----- RECORDS FOR THIS TASK

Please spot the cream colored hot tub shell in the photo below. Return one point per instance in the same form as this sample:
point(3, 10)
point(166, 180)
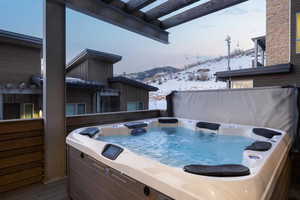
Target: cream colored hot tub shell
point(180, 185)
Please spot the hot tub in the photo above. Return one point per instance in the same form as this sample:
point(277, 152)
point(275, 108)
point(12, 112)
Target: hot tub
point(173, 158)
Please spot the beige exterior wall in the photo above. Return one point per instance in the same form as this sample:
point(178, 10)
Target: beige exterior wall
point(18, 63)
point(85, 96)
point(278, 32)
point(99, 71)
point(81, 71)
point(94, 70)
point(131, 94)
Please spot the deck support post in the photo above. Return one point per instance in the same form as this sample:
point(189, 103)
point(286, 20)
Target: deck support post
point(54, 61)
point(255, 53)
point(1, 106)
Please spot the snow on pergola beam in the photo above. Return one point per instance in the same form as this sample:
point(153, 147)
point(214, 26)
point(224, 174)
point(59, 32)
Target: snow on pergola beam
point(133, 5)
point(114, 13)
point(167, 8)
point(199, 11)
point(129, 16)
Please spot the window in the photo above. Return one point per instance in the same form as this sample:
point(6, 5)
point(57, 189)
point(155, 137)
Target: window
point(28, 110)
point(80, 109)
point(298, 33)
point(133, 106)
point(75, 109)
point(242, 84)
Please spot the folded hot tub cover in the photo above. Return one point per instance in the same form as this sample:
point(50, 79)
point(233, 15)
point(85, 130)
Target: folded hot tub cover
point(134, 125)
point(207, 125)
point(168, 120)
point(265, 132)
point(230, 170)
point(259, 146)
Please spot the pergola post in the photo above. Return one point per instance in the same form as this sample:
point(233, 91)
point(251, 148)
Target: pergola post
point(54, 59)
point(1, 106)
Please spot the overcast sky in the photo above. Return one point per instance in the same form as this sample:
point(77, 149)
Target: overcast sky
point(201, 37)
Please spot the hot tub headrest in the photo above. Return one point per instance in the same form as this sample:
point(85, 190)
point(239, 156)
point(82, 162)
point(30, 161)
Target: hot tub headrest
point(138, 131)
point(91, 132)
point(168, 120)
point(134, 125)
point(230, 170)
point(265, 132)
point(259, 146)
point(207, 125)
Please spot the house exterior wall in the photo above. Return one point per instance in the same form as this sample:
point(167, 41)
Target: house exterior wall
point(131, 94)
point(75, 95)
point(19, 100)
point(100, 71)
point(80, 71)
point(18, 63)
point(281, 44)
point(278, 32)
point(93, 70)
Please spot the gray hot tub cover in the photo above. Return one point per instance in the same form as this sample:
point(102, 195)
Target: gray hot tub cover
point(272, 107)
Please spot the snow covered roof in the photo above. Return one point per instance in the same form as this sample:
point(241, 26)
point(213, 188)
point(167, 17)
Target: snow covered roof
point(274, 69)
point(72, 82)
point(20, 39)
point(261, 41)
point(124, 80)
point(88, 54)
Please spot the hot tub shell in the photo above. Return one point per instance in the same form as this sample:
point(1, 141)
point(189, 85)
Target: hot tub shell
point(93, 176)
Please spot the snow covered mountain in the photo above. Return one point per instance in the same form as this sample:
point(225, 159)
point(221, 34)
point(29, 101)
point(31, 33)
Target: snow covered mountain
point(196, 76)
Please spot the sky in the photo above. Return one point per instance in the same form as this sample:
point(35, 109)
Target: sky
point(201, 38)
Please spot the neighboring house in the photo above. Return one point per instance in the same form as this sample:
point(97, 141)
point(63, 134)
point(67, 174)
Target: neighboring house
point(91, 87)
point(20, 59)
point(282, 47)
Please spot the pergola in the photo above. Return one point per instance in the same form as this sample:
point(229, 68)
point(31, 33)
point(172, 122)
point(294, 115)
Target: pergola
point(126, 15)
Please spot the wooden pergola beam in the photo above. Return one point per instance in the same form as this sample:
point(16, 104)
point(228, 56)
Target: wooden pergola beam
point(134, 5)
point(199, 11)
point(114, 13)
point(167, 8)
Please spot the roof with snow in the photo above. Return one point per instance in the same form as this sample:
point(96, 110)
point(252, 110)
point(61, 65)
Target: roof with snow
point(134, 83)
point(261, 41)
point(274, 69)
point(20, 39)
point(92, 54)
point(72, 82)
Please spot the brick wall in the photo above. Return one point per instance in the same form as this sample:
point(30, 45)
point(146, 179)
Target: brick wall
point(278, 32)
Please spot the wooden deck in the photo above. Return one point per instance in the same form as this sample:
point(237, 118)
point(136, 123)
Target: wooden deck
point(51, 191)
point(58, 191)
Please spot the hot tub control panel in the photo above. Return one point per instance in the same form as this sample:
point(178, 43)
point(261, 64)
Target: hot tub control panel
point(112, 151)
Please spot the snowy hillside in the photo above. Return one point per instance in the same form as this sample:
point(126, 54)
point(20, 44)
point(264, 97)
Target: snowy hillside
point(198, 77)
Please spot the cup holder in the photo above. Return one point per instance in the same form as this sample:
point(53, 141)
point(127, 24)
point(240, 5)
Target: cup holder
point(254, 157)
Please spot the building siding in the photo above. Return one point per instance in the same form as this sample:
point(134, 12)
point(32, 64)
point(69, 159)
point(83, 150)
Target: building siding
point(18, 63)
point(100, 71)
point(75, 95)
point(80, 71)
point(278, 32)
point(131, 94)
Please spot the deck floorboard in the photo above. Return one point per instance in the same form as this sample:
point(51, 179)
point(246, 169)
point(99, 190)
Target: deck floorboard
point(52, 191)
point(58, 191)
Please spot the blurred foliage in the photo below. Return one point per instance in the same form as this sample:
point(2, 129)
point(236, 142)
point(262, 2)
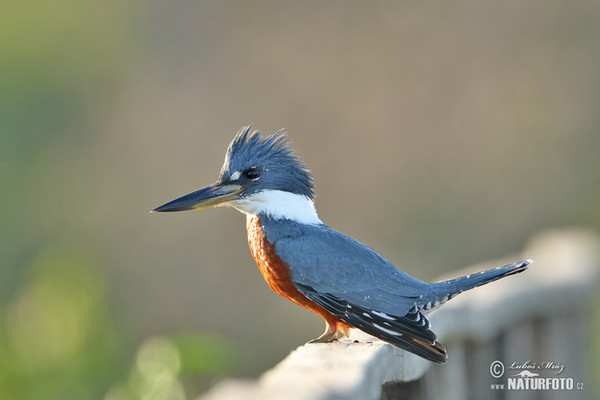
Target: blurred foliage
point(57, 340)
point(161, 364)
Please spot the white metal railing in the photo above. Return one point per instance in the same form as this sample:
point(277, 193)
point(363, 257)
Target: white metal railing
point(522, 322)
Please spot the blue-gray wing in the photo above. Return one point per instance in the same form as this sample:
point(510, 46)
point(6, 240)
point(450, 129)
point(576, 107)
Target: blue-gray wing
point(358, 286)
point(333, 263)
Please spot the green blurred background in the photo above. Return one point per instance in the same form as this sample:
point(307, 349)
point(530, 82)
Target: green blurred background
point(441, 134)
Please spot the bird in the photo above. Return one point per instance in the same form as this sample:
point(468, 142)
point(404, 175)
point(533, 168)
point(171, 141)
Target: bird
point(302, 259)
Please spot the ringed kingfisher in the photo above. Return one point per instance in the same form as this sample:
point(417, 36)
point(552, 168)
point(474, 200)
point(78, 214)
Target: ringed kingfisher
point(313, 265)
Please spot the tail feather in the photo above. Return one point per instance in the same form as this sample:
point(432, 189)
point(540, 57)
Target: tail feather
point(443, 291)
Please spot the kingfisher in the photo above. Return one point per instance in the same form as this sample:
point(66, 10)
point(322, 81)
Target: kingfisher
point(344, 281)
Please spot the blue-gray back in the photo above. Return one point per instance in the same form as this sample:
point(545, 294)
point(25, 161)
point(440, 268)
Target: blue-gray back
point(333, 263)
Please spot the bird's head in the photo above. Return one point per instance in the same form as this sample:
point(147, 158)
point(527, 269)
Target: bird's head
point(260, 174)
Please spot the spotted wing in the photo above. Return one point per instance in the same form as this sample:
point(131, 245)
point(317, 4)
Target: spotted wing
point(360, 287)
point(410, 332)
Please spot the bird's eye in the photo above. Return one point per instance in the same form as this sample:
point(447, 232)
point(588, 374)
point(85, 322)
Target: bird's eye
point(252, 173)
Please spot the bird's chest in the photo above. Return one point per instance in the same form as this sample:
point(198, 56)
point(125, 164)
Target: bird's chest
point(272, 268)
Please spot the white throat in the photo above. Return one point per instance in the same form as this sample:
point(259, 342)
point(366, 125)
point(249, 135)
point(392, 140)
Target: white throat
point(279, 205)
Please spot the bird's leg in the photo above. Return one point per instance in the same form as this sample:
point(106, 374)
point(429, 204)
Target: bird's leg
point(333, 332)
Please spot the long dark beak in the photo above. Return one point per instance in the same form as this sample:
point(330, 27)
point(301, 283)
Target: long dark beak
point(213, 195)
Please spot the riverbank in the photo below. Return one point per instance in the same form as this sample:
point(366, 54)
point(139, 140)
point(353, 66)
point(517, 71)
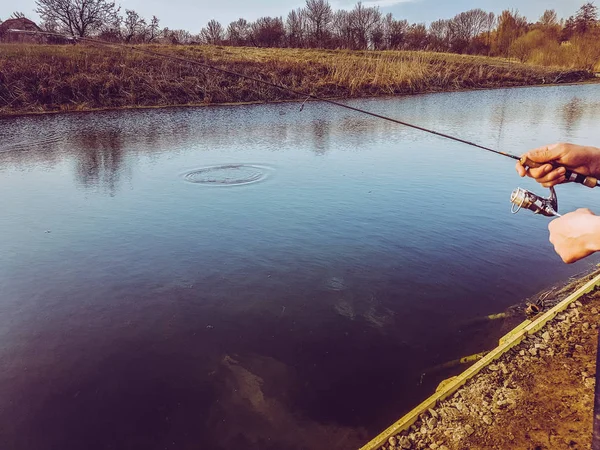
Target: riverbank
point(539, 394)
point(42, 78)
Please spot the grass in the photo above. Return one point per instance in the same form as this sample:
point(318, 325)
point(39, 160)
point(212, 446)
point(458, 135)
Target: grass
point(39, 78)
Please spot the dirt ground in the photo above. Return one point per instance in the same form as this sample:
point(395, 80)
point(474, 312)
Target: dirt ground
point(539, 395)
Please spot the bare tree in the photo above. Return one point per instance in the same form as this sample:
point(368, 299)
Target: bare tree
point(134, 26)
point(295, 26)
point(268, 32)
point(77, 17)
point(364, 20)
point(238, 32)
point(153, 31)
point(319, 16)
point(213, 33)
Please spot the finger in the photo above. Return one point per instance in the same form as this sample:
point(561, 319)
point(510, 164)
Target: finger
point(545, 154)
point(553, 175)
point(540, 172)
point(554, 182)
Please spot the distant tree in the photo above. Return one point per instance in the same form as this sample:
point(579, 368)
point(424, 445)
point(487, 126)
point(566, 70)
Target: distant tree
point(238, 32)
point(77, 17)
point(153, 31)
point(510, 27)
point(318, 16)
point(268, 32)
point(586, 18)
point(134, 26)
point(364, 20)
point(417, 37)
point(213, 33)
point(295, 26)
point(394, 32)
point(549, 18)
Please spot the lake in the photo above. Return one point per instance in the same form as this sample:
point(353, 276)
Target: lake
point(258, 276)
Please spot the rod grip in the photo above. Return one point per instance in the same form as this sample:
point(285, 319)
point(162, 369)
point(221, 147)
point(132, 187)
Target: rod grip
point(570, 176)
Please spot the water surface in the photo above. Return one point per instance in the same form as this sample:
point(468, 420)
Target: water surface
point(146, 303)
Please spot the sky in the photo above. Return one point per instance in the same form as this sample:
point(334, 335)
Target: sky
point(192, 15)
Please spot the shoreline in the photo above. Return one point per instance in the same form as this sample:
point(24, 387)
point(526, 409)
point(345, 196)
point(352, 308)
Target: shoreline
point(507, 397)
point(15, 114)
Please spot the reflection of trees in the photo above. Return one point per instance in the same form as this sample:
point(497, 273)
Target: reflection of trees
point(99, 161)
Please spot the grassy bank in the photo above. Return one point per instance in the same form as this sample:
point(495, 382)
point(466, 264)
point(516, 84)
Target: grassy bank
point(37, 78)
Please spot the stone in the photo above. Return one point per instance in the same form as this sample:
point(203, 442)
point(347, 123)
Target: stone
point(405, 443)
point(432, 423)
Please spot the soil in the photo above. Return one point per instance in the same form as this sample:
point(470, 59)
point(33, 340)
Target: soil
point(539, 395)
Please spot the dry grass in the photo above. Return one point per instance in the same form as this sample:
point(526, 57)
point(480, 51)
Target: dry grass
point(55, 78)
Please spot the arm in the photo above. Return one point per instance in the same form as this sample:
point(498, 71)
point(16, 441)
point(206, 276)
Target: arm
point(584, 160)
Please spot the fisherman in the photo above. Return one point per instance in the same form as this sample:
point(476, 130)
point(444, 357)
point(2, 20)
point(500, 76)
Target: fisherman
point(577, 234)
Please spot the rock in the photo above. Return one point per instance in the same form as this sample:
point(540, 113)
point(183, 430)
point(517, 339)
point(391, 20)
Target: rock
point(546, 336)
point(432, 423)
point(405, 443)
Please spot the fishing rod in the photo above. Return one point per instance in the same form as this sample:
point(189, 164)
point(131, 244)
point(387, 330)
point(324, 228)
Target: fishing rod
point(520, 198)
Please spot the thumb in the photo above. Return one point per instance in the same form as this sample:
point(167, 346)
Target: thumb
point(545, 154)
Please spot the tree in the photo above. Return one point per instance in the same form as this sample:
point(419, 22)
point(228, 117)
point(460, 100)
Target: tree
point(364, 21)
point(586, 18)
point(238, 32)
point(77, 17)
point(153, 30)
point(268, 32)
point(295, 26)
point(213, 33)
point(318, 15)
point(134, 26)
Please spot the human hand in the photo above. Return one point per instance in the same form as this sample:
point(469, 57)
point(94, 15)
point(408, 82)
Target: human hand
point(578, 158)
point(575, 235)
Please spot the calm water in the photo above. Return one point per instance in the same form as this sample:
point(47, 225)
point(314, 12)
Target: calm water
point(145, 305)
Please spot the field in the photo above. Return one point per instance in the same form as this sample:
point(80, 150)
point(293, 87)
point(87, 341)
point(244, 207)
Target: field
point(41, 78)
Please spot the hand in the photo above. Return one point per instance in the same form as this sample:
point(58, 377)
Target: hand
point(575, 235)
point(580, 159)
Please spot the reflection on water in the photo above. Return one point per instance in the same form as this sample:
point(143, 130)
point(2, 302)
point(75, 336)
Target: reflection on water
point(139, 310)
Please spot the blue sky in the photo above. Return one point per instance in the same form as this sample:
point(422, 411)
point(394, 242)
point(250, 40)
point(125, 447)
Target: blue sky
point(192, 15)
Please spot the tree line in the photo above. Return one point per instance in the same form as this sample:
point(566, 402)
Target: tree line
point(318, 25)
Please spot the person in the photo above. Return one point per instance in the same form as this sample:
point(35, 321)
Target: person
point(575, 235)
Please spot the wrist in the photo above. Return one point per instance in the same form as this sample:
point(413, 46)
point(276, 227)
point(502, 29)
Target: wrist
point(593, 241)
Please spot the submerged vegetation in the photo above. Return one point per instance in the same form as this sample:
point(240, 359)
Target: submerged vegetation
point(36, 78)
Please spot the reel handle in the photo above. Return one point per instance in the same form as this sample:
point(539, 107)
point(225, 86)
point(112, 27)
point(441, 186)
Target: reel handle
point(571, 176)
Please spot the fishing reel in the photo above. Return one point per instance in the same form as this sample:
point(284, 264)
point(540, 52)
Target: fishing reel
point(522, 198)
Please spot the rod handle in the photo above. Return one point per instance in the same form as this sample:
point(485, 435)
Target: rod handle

----------

» EXERCISE PROMPT
The reply should consist solely of the lines above from the one that has "point(189, 164)" through the one that has "point(87, 341)", reproduced exactly.

» TASK OUTPUT
point(189, 164)
point(131, 244)
point(387, 330)
point(324, 228)
Target: fishing rod
point(520, 198)
Please spot the thumb in the photo above. Return one point per instance in the same form as this sample:
point(167, 346)
Target: thumb
point(545, 154)
Please spot the tree in the photo above. Return one point per instance in the same form as this sample:
point(419, 22)
point(228, 117)
point(460, 100)
Target: tree
point(364, 21)
point(586, 18)
point(238, 32)
point(77, 17)
point(153, 30)
point(268, 32)
point(295, 26)
point(213, 33)
point(318, 15)
point(134, 26)
Please spot the human hand in the photo above. Return one point per instance in the same form as this sample:
point(469, 57)
point(94, 15)
point(408, 82)
Target: human hand
point(578, 158)
point(575, 235)
Please spot the calm water in the photo above. Return one point per instance in the same form as this sample:
point(47, 225)
point(314, 12)
Target: calm water
point(145, 305)
Please spot the field in the photo above. Return one point per instance in the same form as this sample:
point(80, 150)
point(293, 87)
point(87, 341)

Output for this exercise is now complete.